* Begin Selected text *
Data Literacy in R > Module 4 > Resampling

Resampling

We use resampling techniques for estimating model performance. In the previous section we presented the idea of fitting a model on a subset of data, known as tanning data and using the remaining sample, better known as test data, to assess the efficiency of the model. Often, this process is repeated multiple times and the results are aggregated and summarized. Hence, resampling method involves repeatedly drawing samples from a training data set and refitting a model to obtain addition information about that model.

Resampling methods involve fitting the same statistical method multiple times using different subsets of the training data that can be computationally taxing. Fortunately, computing power has greatly advanced in the last few decades allowing for resampling techniques to become an indispensable tool of a statistical modelling procedure.

In general, resampling techniques differ in the way in which the subsets of data are chosen. We will consider the most commonly used resampling methods: cross-validation and bootstrap.

Cross-Validation: a refinement of the test set approach

When splitting data into training and test subsets it is possible that we can end up with a test subset that may not be representative of the overall population. As a consequence, the resulting model may appear to be highly accurate when it just happened to fit well on an atypical data set, and essentially it has poor accuracy when applied to future data.
* End Selected text *
__Challenge a__.
What are the levels of the navigation trail at the top of the resampling page, in order?
* Begin Raw data *
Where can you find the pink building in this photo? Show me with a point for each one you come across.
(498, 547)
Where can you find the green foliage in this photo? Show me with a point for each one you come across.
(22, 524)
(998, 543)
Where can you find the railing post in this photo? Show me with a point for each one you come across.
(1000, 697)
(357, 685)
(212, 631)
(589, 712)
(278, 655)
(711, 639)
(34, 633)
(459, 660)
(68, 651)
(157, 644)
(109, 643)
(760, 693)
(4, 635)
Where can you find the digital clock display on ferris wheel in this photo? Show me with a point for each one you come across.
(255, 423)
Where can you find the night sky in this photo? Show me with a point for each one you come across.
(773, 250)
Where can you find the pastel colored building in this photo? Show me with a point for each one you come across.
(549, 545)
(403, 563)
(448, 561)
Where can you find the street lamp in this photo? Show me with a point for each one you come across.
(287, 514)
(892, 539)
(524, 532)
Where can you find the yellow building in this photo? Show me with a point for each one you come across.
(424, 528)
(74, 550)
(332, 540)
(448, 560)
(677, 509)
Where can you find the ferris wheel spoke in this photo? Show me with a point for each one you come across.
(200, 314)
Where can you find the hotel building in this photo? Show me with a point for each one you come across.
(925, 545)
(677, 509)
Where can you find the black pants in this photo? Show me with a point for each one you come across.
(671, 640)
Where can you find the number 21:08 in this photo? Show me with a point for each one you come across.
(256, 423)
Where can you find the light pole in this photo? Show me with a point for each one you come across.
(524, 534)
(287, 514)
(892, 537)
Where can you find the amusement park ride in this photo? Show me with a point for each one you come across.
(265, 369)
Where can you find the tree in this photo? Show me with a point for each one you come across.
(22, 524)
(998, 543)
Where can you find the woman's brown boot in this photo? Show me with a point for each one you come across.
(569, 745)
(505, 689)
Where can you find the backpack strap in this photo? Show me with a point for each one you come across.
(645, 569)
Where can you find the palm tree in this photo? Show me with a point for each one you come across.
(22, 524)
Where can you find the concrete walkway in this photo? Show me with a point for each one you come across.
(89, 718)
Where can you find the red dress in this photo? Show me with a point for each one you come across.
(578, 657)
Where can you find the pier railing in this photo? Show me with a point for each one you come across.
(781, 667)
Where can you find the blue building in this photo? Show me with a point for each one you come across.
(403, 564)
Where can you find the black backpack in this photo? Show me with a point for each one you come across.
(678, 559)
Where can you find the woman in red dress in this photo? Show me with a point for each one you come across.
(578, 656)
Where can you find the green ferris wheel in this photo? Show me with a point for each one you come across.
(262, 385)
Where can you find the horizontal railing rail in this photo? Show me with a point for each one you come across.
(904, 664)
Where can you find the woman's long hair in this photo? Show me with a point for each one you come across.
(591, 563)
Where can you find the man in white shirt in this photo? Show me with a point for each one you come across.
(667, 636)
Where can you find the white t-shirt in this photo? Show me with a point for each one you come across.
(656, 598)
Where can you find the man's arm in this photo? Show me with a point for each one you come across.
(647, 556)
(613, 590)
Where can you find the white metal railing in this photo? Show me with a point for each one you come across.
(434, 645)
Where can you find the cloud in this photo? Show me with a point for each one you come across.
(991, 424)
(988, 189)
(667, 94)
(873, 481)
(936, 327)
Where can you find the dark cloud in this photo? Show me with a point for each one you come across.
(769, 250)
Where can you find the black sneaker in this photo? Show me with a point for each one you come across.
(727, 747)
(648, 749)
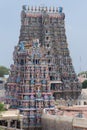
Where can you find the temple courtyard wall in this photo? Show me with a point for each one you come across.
(52, 122)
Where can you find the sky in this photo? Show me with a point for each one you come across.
(75, 25)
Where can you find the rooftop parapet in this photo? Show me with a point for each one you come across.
(42, 9)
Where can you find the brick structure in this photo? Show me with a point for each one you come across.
(42, 65)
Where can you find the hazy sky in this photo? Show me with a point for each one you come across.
(76, 28)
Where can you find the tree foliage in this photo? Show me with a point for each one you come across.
(84, 84)
(3, 71)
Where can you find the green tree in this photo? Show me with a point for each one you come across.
(84, 84)
(3, 71)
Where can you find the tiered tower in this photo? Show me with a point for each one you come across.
(42, 65)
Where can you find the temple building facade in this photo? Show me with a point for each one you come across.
* End Raw data *
__Challenge b__.
Which lines of the listing contain the word "white"? Gather every such line, matching case.

__Correct answer a__.
Data Literacy in R
Module 4
Resampling

__Correct answer b__.
Where can you find the man in white shirt in this photo? Show me with a point for each one you come across.
Where can you find the white t-shirt in this photo? Show me with a point for each one you come across.
Where can you find the white metal railing in this photo? Show me with a point for each one you come across.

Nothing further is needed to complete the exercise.